(Supplied data Opens)
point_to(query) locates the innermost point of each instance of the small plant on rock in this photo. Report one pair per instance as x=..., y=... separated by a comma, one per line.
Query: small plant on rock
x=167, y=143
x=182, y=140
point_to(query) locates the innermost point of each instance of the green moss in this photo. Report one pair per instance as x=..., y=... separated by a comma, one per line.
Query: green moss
(Supplied data Closes)
Exercise requirements: Return each line of the data exactly as it was given.

Answer to the problem:
point_to(query) locates the innermost point of each instance of the small plant on rock in this photo. Report one pair per instance as x=..., y=... separated by a comma, one per line.
Query: small plant on rock
x=167, y=143
x=182, y=140
point_to(query) locates the innermost point of each instance of the green moss in this photo. Report one pair per instance as x=..., y=... separated by a comma, one per line.
Query: green moss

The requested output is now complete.